-- START OF Supplied data --

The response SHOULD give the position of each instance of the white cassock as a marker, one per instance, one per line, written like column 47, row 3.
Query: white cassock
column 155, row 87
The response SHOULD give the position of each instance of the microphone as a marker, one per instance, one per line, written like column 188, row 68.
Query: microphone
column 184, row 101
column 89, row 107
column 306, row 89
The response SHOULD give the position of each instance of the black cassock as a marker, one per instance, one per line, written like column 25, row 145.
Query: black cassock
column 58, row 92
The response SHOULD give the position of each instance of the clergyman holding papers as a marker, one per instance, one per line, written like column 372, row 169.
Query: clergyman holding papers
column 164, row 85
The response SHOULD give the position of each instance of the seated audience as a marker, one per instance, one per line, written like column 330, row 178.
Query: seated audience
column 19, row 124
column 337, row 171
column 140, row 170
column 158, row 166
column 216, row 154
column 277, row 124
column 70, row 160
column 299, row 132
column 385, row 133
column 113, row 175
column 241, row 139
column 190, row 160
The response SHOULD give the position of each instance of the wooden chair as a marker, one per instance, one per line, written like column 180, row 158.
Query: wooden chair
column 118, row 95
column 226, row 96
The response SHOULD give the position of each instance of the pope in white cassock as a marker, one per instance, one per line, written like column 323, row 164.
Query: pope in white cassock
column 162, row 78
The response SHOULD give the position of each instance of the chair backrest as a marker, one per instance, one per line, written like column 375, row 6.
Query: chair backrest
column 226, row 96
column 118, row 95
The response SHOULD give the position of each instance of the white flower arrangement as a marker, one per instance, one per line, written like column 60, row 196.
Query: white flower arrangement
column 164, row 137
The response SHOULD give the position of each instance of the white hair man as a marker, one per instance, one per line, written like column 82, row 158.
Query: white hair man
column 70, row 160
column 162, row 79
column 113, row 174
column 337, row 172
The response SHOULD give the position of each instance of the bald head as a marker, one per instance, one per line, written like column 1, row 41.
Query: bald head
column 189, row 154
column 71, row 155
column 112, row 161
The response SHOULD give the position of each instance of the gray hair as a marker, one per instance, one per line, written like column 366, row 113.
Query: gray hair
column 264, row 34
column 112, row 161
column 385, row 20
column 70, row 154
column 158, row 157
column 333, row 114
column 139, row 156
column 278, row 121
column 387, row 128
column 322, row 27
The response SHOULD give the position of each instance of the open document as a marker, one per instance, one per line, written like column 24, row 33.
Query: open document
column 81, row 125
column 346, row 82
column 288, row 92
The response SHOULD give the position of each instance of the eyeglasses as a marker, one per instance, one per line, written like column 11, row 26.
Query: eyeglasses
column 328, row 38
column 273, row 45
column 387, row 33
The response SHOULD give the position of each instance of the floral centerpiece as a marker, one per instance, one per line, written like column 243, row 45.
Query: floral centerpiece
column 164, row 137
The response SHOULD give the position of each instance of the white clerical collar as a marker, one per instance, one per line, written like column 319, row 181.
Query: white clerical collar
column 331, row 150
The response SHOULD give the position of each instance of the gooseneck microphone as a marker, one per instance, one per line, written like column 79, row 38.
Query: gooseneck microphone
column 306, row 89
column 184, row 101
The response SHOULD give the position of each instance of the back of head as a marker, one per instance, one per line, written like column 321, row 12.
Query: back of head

-- END OF Supplied data --

#### Exercise
Render every line of the listing above as a numbered list, leaving out any blank lines.

#### The response
1. The response SHOULD give the position of each instance of the white cassock as a marker, one per instance, one per line, written like column 47, row 3.
2. Query: white cassock
3. column 155, row 87
4. The response SHOULD give the position of each instance of the microphone as a marker, one per instance, one per line, written like column 188, row 68.
5. Query: microphone
6. column 184, row 101
7. column 89, row 107
8. column 306, row 89
9. The response SHOULD give the position of each instance of the black cassock as a marker, one per instance, one per line, written like column 25, row 145.
10. Query: black cassock
11. column 58, row 92
12. The response SHOULD give the position of each instance of the clergyman holding papers as a marker, one per instance, one per line, written like column 372, row 169.
13. Query: clergyman holding papers
14. column 164, row 85
15. The response SHOULD give the position of each instance of the seated audience as a marker, one per instance, one per line, written like column 330, row 178.
16. Query: seated audience
17. column 19, row 124
18. column 337, row 171
19. column 140, row 170
20. column 158, row 166
21. column 216, row 154
22. column 277, row 124
23. column 70, row 160
24. column 299, row 132
25. column 385, row 133
26. column 113, row 175
27. column 241, row 139
28. column 190, row 160
29. The response SHOULD give the position of each instance of the wooden chair as a marker, one per instance, one per line, written like column 180, row 158.
30. Query: wooden chair
31. column 118, row 95
32. column 226, row 96
33. The response SHOULD give the position of each instance of the pope in white cassock as a marker, one per instance, one per line, written like column 323, row 164.
34. Query: pope in white cassock
35. column 162, row 78
36. The response SHOULD give the position of each instance of the chair backrest as a marker, one per instance, one per line, written like column 375, row 6.
37. Query: chair backrest
38. column 226, row 96
39. column 118, row 95
40. The response SHOULD give the position of each instance of the white flower arrangement as a marker, one per instance, one per line, written like column 60, row 196.
41. Query: white flower arrangement
42. column 164, row 137
43. The response SHOULD give the position of each instance of the white hair man as a marker, one per instance, one per line, written like column 82, row 158.
44. Query: white hair man
45. column 70, row 160
46. column 162, row 79
47. column 113, row 174
48. column 337, row 172
49. The response SHOULD give the position of each instance of the bald head as a marker, one per instance, one per line, written like column 1, row 41.
50. Query: bald head
51. column 189, row 154
52. column 71, row 155
53. column 112, row 161
54. The response SHOULD give the position of each instance of the gray hair as a marker, one per instance, one per line, written like column 366, row 113.
55. Query: gray hair
56. column 264, row 34
57. column 112, row 161
58. column 385, row 20
59. column 70, row 154
60. column 158, row 157
61. column 333, row 114
62. column 139, row 156
63. column 278, row 121
64. column 387, row 128
65. column 322, row 27
66. The response SHOULD give the position of each instance of the open document as a marker, one per instance, one per line, written like column 24, row 33.
67. Query: open document
68. column 81, row 125
69. column 346, row 82
70. column 288, row 92
71. The response SHOULD give the position of each instance of the eyeglasses as a marker, one per instance, one per line, written like column 11, row 26.
72. Query: eyeglasses
73. column 328, row 38
74. column 273, row 45
75. column 387, row 33
76. The response SHOULD give the position of each instance of the floral centerpiece as a marker, one per instance, one per line, written like column 243, row 45.
77. Query: floral centerpiece
78. column 164, row 137
79. The response SHOULD give the position of each instance of the white clerical collar as a marker, one per instance, one per line, written like column 319, row 181.
80. Query: white clerical collar
81. column 331, row 150
82. The response SHOULD give the position of each instance of the gooseneck microphone as a marker, one per instance, one per line, written like column 79, row 38.
83. Query: gooseneck microphone
84. column 306, row 89
85. column 184, row 101
86. The response SHOULD give the position of each instance of the back of head as a marker, one per instance, one per line, written like column 321, row 12.
87. Query: back of head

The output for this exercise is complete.